Study text:
▼
Text Size PrintE-mailReprints
By Karen DeYoung, Friday, March 25, 9:41 PM
The United States and its allies are considering whether to supply weapons to the Libyan opposition as coalition airstrikes fail to dislodge government forces from around key contested towns, according to U.S. and European officials.
France actively supports training and arming the rebels, and the Obama administration believes the United Nations resolution that authorized international intervention in Libya has the “flexibility” to allow such assistance, “if we thought that were the right way to go,” Obama spokesman Jay Carney said. It was a “possibility,” he said.
Gene Cretz, the recently withdrawn U.S. ambassador to Libya, said administration officials were having “the full gamut” of discussions on “potential assistance we might offer, both on the non-lethal and the lethal side,” but that no decisions had been made.
The coalition has stepped up its outreach to the opposition, inviting one of its senior leaders to a high-level international conference in London on Tuesday, called to determine future political strategy in Libya.
Increased focus on aiding the rebels came as NATO reached final agreement on taking over command and control of all aspects of the Libya operation, including U.S.-led airstrikes against forces loyal to Libyan leader Moammar Gaddafi. Canadian Lt. Gen. Charles Bouchard, at NATO’s Joint Forces Command headquarters in Naples, Italy, is expected to take command of the operation early next week.
The NATO decision, made late Thursday, followed days of debate over the scope of alliance participation and came in time for President Obama to brief a bipartisan group of nearly two dozen congressional leaders in a call Friday afternoon.
Obama has scheduled a speech at the National Defense University on Monday night “to update the American people” on actions taken “with allies and partners to protect the Libyan people . . . the transition to NATO command and control, and our policy going forward,” the White House announced.
Unlike a week ago, when the White House discouraged questions during a briefing for lawmakers as the Libya mission began, Obama entertained queries from lawmakers during an hour-long call Friday. He was asked repeatedly about the goal of the operation and how long it would take.
His emphasis on the mission’s humanitarian objectives, and plans to decrease U.S. involvement as other nations increase their roles, appeared to satisfy some, but not all.
Sen. Carl Levin (D-Mich.) called Obama’s presentation “very clear, very strong” and said he expected strong bipartisan support. House Speaker John Boehner (R-Ind.) said through a spokesman that he appreciated the update but wanted more clarity “on the military objective in Libya, America’s role, and how it is consistent with U.S. policy goals.”
The United States has flown the majority of the combat air sorties over Libya since strikes began last weekend. The administration has been eager to hand off both its lead combat role and overall operational command in keeping with Obama’s portrayal of the operation as an international humanitarian mission.
Arab support for the effort has been a key selling point, and the Pentagon announced that fighter planes from Qatar had participated for the first time Friday in no-fly patrols over Libya. The United Arab Emirates also announced it would send F-16s for the patrols.
▲
Work to complete:
Can you write out the Libya article word for word, from "The NATO decision, made" up to and including "call Friday afternoon."?

Provided data:
▼
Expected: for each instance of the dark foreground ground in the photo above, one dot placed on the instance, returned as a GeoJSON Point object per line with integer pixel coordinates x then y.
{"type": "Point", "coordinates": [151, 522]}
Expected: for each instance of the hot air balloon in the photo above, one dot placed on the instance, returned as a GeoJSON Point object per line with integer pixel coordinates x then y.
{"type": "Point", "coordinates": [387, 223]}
▲
▼
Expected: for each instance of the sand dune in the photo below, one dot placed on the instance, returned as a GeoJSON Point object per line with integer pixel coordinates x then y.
▲
▼
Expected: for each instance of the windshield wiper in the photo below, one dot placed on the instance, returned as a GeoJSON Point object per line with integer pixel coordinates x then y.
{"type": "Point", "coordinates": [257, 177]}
▲
Response to this exercise:
The NATO decision, made late Thursday, followed days of debate over the scope of alliance participation and came in time for President Obama to brief a bipartisan group of nearly two dozen congressional leaders in a call Friday afternoon.